__THE PROBLEM__. Write out, word for word, the stretch of the rows below from the line containing "of the interior" through the end of the rows, both ends included, and nothing else.

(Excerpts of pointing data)
• • •

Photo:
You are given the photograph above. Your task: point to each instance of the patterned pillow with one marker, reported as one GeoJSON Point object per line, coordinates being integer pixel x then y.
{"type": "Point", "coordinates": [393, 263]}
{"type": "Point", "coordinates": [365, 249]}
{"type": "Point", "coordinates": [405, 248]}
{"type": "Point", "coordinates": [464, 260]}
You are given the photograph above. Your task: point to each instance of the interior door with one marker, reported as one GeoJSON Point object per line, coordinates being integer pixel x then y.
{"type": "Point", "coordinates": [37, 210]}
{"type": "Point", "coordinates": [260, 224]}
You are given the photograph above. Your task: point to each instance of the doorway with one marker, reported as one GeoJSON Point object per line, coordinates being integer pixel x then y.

• • •

__FINAL RESULT__.
You are given the photograph above. Your task: point to each instance of the interior door with one marker, reported as one GeoJSON Point object per line, coordinates being integer pixel x then y.
{"type": "Point", "coordinates": [37, 210]}
{"type": "Point", "coordinates": [260, 224]}
You are given the photograph above. Your task: point to each instance of the doorway with one marker, reported as one GeoJSON Point object per line, coordinates being integer pixel x then y.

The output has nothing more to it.